What you are asked to do =
Give back exactly the lines running from the line with "the man's nose" to the end of the entries, and only those lines.

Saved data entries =
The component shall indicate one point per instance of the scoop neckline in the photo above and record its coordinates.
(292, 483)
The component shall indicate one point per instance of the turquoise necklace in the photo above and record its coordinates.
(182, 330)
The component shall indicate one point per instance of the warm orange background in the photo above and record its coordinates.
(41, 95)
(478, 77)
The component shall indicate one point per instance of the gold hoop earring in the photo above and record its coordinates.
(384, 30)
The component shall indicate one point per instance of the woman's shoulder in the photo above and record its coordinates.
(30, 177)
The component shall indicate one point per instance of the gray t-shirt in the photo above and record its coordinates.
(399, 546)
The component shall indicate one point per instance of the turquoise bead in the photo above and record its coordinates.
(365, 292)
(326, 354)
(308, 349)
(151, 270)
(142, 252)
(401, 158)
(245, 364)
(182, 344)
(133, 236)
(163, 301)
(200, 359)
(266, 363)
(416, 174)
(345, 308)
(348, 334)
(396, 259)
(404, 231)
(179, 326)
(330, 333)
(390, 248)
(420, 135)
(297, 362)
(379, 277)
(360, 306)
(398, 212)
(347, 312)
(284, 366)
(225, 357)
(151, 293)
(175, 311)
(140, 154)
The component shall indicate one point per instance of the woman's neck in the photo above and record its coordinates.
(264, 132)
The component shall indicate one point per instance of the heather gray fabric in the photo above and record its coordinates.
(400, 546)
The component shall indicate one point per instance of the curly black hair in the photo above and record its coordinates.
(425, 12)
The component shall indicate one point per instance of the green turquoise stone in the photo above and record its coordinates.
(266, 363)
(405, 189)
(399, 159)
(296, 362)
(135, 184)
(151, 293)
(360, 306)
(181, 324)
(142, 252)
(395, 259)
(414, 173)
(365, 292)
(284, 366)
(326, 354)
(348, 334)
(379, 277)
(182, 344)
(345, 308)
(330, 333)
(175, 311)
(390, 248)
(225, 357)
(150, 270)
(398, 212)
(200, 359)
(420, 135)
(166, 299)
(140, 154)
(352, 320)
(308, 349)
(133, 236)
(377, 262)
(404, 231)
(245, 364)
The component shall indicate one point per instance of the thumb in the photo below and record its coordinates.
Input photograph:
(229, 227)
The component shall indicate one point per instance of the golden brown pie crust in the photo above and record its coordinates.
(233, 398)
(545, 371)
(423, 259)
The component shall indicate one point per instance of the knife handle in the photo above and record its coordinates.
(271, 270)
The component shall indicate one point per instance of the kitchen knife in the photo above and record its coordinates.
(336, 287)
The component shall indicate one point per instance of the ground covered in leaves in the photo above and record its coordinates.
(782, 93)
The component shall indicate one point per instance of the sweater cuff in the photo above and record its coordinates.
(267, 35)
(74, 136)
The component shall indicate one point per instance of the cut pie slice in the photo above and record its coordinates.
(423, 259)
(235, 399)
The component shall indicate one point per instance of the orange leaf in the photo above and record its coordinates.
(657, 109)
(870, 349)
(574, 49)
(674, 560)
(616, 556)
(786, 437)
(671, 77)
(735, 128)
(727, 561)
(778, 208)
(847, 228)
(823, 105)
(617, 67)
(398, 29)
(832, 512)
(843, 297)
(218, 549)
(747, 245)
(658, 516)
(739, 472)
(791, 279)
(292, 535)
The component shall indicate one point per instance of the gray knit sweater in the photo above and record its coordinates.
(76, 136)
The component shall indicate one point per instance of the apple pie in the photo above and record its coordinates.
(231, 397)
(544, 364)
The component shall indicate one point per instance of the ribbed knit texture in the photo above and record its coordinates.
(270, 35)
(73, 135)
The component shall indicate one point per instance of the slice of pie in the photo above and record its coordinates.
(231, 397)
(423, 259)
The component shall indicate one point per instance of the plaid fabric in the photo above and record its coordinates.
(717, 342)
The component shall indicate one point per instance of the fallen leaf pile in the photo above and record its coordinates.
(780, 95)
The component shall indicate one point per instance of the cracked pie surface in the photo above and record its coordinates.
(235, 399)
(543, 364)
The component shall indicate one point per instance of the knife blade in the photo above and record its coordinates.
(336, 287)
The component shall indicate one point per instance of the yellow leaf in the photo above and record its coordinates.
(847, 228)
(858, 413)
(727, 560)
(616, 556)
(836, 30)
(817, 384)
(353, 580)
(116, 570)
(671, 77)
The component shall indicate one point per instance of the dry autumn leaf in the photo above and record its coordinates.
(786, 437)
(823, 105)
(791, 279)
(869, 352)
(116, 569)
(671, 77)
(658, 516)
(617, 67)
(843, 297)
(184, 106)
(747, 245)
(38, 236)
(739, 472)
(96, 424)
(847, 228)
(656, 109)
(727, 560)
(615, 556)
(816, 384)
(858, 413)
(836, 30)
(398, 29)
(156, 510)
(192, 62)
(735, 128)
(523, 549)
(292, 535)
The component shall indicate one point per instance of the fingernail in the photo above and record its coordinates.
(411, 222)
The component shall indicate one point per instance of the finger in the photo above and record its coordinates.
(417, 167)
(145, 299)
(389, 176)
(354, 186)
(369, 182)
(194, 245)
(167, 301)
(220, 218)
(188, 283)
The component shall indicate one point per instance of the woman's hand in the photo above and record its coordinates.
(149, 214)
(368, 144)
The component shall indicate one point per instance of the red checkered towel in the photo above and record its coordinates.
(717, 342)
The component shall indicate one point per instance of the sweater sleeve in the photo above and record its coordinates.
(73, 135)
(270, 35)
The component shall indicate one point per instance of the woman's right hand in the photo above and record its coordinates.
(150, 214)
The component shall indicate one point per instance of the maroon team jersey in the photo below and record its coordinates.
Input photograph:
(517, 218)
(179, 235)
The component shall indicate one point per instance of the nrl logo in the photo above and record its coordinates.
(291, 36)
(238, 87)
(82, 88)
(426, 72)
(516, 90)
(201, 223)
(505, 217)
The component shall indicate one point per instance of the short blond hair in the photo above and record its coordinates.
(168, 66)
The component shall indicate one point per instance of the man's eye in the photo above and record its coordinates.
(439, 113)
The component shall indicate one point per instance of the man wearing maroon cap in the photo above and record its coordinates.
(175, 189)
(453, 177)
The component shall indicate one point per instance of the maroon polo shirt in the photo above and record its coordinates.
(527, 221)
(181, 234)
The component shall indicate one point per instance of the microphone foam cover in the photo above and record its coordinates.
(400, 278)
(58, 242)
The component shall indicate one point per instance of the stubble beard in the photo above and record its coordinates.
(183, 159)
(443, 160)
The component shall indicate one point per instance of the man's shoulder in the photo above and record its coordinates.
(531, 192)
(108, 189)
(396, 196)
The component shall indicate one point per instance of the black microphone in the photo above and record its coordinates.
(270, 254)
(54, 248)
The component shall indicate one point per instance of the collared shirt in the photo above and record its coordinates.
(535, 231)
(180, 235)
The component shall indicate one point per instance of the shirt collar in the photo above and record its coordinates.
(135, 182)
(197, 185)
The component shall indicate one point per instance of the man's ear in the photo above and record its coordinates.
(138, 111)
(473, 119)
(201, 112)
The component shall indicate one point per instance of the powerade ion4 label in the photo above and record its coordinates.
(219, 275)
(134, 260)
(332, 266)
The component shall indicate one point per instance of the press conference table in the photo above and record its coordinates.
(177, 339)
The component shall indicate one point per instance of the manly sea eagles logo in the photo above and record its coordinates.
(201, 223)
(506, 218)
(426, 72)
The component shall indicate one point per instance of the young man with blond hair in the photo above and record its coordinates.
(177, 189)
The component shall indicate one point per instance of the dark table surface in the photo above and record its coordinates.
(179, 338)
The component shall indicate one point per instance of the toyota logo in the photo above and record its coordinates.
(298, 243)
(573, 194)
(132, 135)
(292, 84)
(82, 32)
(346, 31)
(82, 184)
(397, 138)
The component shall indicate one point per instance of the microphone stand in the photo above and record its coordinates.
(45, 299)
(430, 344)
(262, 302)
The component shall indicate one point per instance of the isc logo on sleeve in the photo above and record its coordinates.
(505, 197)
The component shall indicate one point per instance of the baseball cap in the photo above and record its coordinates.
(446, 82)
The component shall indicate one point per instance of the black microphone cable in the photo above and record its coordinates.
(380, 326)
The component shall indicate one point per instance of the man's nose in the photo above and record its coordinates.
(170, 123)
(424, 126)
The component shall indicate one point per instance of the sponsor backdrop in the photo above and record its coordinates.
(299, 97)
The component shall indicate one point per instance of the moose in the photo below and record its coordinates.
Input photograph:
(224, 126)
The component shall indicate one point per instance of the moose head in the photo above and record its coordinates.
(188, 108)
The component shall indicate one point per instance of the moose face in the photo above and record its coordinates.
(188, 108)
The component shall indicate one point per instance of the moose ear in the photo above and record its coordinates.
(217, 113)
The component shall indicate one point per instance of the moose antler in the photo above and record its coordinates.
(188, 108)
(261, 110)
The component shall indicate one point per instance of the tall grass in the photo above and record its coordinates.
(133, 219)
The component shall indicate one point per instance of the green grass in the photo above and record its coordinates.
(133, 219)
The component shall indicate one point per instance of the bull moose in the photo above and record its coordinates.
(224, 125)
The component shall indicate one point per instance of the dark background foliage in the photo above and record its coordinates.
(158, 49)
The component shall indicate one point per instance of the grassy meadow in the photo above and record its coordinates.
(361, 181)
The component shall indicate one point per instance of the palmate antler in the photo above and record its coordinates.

Result of this task =
The component shall indicate one point per instance of the man's nose in the photo above and record its coordinates.
(170, 123)
(424, 126)
The component shall indicate one point per instance of the sponsor backdrop in the photo above and record its coordinates.
(299, 97)
The component shall indicate one point per instance of the moose in the photo below and record its coordinates.
Input photograph:
(224, 126)
The component shall indicate one point per instance of the moose head in the photo above and record its coordinates.
(188, 108)
The component shall indicate one point per instance of the moose face in the photo above and record its coordinates.
(188, 108)
The component shall indicate one point per instance of the moose ear in the photo above and record its coordinates.
(217, 113)
The component shall indicate one point per instance of the moose antler in the photo above and record its coordinates.
(188, 108)
(261, 110)
The component shall indicate one point per instance of the tall grass in the photo above and record its coordinates.
(133, 219)
The component shall indicate one point per instance of the green grass in the photo above and record its coordinates.
(133, 219)
The component shall indicate one point per instance of the bull moose in the photo above and record its coordinates.
(224, 125)
The component shall indicate one point per instance of the dark background foliage in the photo above and record its coordinates.
(158, 49)
The component shall indicate one point per instance of the grassy meadow in the photo above and record its coordinates.
(361, 181)
The component shall indicate one point per instance of the palmate antler in the photo above and record its coordinates.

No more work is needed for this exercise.